= Beginning of Section =

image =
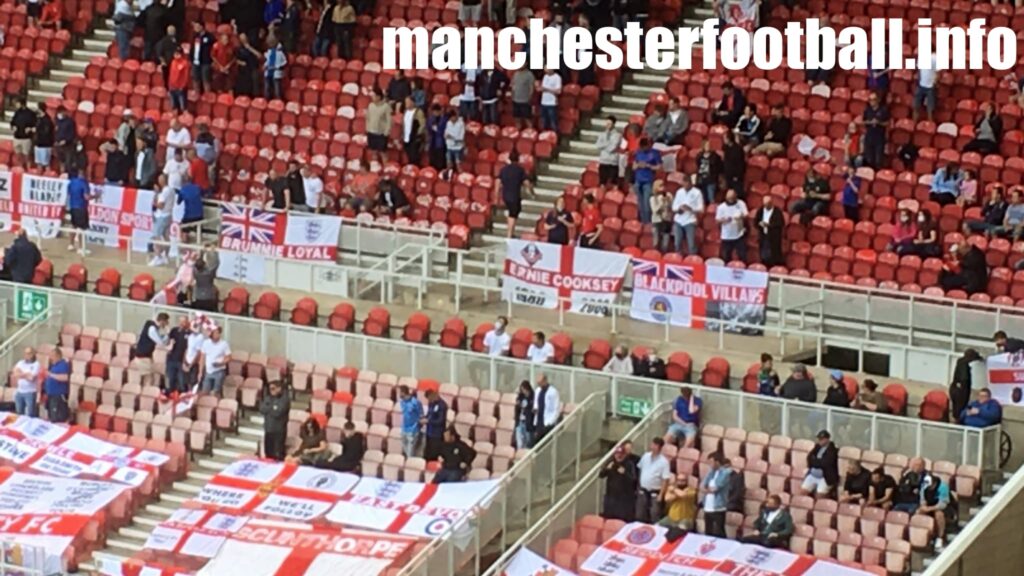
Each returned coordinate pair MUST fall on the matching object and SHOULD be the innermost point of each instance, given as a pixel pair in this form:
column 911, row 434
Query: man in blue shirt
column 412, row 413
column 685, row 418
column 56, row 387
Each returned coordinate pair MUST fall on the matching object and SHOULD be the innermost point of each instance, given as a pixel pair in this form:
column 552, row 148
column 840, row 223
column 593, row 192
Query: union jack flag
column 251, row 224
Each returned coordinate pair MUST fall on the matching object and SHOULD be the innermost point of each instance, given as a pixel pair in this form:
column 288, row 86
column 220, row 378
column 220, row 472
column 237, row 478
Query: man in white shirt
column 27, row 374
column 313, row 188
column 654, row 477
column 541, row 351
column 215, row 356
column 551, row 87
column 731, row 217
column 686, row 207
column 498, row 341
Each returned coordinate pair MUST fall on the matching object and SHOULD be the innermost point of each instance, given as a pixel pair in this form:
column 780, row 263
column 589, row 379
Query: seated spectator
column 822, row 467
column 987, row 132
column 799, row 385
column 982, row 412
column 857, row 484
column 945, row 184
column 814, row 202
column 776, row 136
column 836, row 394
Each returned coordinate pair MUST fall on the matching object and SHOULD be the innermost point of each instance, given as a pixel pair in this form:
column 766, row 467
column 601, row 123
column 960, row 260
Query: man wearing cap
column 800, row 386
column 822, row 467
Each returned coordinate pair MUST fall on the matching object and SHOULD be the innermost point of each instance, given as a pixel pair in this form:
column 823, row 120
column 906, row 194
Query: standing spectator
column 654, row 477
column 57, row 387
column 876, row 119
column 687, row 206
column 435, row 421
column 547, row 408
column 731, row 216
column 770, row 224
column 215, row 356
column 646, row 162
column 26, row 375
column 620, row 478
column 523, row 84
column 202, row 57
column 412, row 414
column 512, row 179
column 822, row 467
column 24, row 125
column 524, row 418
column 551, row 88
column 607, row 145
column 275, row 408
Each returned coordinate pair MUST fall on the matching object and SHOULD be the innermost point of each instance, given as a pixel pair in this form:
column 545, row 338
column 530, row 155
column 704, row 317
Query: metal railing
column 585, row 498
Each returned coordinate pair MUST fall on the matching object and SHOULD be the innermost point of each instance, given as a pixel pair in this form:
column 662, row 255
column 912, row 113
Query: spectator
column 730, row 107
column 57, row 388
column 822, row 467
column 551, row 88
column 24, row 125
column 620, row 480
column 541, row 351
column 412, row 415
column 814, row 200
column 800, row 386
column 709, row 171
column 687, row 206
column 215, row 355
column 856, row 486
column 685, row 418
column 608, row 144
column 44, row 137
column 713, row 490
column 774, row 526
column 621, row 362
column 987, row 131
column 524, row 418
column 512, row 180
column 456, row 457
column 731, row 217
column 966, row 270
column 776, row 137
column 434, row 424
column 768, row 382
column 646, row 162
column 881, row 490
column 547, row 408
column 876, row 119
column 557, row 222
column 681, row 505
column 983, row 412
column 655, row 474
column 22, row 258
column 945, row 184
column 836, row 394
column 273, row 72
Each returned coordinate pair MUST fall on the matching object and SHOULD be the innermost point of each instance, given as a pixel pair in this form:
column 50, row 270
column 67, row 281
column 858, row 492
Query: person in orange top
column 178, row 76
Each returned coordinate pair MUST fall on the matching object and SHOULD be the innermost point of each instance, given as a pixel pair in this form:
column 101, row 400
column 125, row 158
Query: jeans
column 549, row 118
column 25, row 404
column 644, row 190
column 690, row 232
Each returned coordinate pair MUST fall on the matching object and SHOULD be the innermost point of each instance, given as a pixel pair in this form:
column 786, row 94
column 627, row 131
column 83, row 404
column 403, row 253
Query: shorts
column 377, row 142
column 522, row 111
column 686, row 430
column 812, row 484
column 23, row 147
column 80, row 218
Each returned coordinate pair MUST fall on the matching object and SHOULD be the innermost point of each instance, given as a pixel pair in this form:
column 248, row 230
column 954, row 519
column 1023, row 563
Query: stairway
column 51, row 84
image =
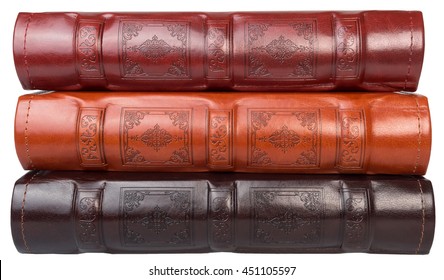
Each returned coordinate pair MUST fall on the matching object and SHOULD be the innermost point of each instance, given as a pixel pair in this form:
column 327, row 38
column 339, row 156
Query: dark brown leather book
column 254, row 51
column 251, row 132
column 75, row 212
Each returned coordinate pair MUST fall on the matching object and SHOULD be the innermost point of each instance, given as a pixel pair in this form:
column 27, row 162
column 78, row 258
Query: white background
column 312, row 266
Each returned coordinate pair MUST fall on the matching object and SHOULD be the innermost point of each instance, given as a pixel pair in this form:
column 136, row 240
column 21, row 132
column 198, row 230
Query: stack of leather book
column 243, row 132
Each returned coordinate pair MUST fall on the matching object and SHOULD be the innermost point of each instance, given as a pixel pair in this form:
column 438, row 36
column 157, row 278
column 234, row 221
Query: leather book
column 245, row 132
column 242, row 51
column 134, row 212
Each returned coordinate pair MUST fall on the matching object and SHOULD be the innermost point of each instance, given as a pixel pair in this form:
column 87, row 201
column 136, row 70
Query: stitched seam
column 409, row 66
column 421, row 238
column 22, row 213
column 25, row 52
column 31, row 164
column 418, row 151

= End of Section =
= Beginning of Section =

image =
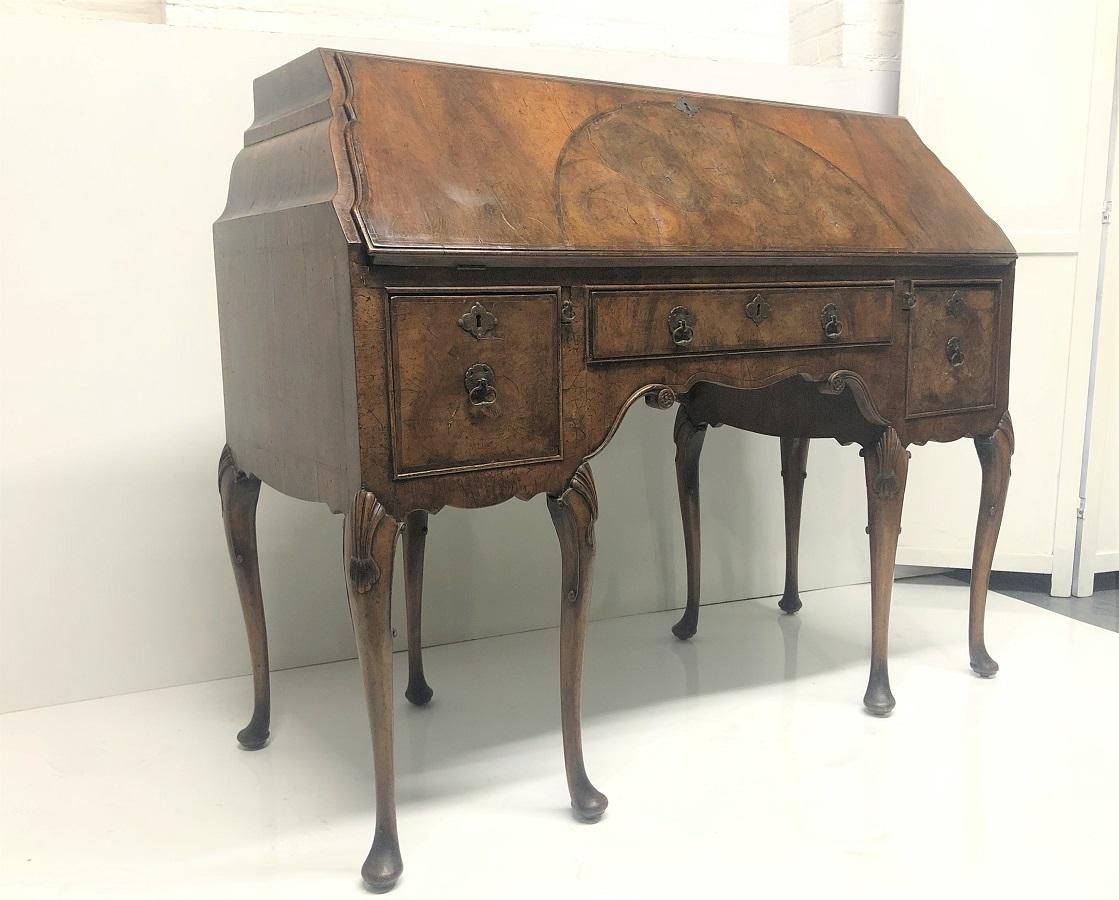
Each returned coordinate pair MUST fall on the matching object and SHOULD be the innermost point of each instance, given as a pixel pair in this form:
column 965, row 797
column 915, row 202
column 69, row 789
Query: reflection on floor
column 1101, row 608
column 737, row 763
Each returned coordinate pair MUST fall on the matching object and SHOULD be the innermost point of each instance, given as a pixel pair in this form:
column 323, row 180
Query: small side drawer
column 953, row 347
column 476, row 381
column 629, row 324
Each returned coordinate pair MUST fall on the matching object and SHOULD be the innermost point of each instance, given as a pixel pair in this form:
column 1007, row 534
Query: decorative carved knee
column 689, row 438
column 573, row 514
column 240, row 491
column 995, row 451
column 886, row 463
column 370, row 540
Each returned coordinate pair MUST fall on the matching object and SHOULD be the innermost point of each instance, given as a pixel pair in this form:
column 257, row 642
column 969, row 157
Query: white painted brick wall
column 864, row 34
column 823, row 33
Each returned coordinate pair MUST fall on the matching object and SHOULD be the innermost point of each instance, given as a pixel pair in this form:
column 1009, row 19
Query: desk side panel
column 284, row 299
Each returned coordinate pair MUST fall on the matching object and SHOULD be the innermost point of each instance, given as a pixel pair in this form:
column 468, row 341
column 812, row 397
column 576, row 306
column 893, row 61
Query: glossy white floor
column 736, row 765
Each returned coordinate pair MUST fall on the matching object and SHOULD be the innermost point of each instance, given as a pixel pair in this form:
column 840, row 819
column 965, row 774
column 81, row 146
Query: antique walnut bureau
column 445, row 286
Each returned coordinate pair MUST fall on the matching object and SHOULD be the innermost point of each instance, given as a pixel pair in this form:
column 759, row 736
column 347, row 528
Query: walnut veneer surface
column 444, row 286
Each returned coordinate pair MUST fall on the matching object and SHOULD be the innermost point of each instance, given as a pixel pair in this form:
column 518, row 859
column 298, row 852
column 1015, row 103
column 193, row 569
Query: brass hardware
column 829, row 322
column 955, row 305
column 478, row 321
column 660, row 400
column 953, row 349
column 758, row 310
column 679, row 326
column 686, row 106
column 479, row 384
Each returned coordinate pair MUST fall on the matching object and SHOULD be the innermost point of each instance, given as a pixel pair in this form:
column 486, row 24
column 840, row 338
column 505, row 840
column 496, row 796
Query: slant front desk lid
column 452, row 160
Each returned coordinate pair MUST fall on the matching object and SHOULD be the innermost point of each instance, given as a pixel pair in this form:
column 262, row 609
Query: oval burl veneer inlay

= End of Section =

> WORK TO BE COMPLETED:
Retype exactly the lines above, from the one with "column 823, row 120" through the one with "column 704, row 317", inclusive.

> EXPECTED ANSWER:
column 823, row 120
column 906, row 194
Query: standing spectator
column 654, row 477
column 57, row 387
column 876, row 119
column 687, row 206
column 435, row 421
column 547, row 408
column 731, row 216
column 770, row 224
column 215, row 356
column 646, row 162
column 26, row 375
column 620, row 478
column 523, row 84
column 202, row 57
column 412, row 414
column 512, row 179
column 822, row 467
column 24, row 125
column 524, row 418
column 551, row 88
column 607, row 145
column 275, row 408
Each returned coordinate pair MUST fall on the matching object and SHOULD be the innermost point of each instance, given as a pixel pair in this form:
column 545, row 338
column 530, row 155
column 704, row 317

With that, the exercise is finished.